§ SUPPLIED DATA:
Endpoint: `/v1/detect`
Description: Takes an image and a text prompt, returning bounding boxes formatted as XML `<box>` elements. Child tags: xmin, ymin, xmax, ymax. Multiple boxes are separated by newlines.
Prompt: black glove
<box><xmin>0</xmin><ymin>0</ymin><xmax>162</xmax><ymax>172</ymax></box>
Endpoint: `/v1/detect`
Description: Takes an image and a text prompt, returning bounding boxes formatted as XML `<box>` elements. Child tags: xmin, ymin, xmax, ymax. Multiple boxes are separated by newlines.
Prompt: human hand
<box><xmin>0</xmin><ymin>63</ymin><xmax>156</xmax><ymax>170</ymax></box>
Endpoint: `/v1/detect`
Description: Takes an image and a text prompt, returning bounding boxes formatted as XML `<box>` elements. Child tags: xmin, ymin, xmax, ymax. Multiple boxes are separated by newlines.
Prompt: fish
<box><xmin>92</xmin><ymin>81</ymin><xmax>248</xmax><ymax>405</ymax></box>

§ TASK TO CARRY OUT:
All of the records above need to be printed again exactly as they appear.

§ SOLUTION FOR THIS PROBLEM:
Endpoint: `/v1/detect`
Description: Takes an image and a text prompt, returning bounding boxes formatted as XML `<box>` elements. Child tags: xmin, ymin, xmax, ymax. Multiple boxes are separated by newlines.
Prompt: black glove
<box><xmin>0</xmin><ymin>0</ymin><xmax>162</xmax><ymax>172</ymax></box>
Endpoint: `/v1/detect`
Description: Takes an image and a text prompt, returning bounding boxes formatted as XML `<box>` elements. Child tags: xmin, ymin, xmax, ymax. Multiple boxes are separated by newlines.
Prompt: human hand
<box><xmin>0</xmin><ymin>63</ymin><xmax>156</xmax><ymax>170</ymax></box>
Endpoint: `/v1/detect`
Description: Takes an image and a text prompt, returning bounding boxes formatted as XML `<box>` elements. Child tags: xmin, ymin, xmax, ymax. Multiple boxes are separated by newlines.
Prompt: fish
<box><xmin>92</xmin><ymin>81</ymin><xmax>248</xmax><ymax>405</ymax></box>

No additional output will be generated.